__Study questions__
(1) From the commentary, list every party the government turned to for help in resolving the conflict during the Surayud administration.
(2) Rewrite the part of the commentary starting at "The key to the" and ending at "governor of Songkhla.", using "syllabus" in place of "curriculum".
(3) According to the commentary, why would security forces or policy-makers have lost face if they had seriously looked into that development?

__Text for analysis__
The key to the success, said the then vice governor of Yala, Grisada Boonrach, was making sure that religious teachers and clerics at the local level have a say in the curriculum. "It's about ownership," said Grisada, currently the governor of Songkhla.

And yet, no one in the security forces or policy-makers cares to seriously look into that particular development. If they had done, they would have lost face because many conservatives had all along played down the idea of Malay being used as a "working language" alongside Thai.

With regard to foreign influence, it is sad that Prayuth did not have the gumption to admit that, during the Surayud administration, the government sought help from the international community, neighbouring countries and foreign mediators to help resolve the conflict. Whether these initiatives produced any meaningful outcome is another matter. But having access to information about these initiatives is not below Prayuth's pay grade. It seems he can't come to terms with a reality he does not like.

[Stored data entries]
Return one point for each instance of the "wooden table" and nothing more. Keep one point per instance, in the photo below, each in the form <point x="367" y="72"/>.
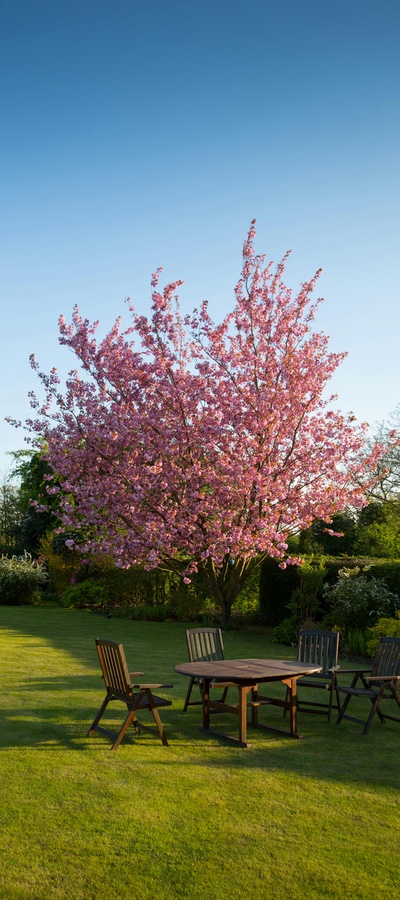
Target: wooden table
<point x="246" y="675"/>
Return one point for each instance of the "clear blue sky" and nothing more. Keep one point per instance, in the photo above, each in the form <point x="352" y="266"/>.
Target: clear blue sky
<point x="143" y="134"/>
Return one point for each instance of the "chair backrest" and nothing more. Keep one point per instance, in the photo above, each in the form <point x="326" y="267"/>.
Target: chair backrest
<point x="387" y="659"/>
<point x="114" y="668"/>
<point x="319" y="647"/>
<point x="204" y="644"/>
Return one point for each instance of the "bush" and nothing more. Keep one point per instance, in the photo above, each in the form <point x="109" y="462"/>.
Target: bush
<point x="355" y="643"/>
<point x="286" y="632"/>
<point x="276" y="588"/>
<point x="384" y="628"/>
<point x="88" y="595"/>
<point x="357" y="602"/>
<point x="20" y="579"/>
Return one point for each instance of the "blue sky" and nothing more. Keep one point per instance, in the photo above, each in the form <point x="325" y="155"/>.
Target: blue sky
<point x="136" y="135"/>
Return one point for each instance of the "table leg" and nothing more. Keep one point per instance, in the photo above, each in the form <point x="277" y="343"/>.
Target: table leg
<point x="243" y="691"/>
<point x="206" y="703"/>
<point x="292" y="685"/>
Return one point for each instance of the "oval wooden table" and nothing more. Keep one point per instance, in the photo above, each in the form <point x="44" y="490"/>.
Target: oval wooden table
<point x="246" y="675"/>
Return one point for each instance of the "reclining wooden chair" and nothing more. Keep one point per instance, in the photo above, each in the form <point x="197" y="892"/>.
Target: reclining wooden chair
<point x="321" y="648"/>
<point x="204" y="644"/>
<point x="119" y="687"/>
<point x="381" y="682"/>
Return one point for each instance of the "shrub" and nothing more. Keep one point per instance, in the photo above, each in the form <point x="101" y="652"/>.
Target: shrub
<point x="355" y="643"/>
<point x="384" y="628"/>
<point x="88" y="595"/>
<point x="276" y="588"/>
<point x="286" y="632"/>
<point x="20" y="579"/>
<point x="357" y="602"/>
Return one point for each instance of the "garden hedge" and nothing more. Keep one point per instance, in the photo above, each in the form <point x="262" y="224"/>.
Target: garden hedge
<point x="277" y="585"/>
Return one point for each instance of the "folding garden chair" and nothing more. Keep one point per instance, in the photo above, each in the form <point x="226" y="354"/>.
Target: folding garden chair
<point x="381" y="682"/>
<point x="119" y="687"/>
<point x="204" y="644"/>
<point x="321" y="648"/>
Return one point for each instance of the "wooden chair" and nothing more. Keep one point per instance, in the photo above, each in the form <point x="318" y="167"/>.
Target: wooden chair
<point x="321" y="648"/>
<point x="119" y="687"/>
<point x="204" y="644"/>
<point x="381" y="682"/>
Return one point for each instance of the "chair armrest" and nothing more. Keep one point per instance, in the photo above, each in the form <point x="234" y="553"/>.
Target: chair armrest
<point x="383" y="678"/>
<point x="354" y="671"/>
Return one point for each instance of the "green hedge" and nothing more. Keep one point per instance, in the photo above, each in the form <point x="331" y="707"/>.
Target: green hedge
<point x="277" y="585"/>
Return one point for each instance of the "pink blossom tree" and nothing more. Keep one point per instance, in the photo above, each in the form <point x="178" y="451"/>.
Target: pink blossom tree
<point x="199" y="447"/>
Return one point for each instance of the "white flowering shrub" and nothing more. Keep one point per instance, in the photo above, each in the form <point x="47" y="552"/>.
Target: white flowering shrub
<point x="357" y="602"/>
<point x="20" y="578"/>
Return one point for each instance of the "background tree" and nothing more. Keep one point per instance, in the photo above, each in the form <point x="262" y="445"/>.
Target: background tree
<point x="319" y="538"/>
<point x="10" y="516"/>
<point x="199" y="447"/>
<point x="33" y="472"/>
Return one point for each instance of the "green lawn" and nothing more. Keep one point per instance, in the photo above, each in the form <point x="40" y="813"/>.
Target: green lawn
<point x="298" y="820"/>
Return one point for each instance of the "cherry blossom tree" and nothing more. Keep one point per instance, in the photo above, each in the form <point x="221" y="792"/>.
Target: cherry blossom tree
<point x="200" y="447"/>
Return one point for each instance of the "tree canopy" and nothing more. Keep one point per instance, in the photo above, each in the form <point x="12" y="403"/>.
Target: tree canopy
<point x="203" y="447"/>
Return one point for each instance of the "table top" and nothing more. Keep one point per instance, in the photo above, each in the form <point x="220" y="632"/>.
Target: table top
<point x="247" y="671"/>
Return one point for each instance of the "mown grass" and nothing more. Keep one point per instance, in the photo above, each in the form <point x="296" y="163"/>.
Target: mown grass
<point x="198" y="819"/>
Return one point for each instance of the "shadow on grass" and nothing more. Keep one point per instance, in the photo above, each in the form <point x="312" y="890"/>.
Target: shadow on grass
<point x="48" y="715"/>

__Solution set__
(1)
the international community
neighbouring countries
foreign mediators

(2)
The key to the success, said the then vice governor of Yala, Grisada Boonrach, was making sure that religious teachers and clerics at the local level have a say in the syllabus. "It's about ownership," said Grisada, currently the governor of Songkhla.

(3) Many conservatives had all along played down the idea of Malay being used as a "working language" alongside Thai.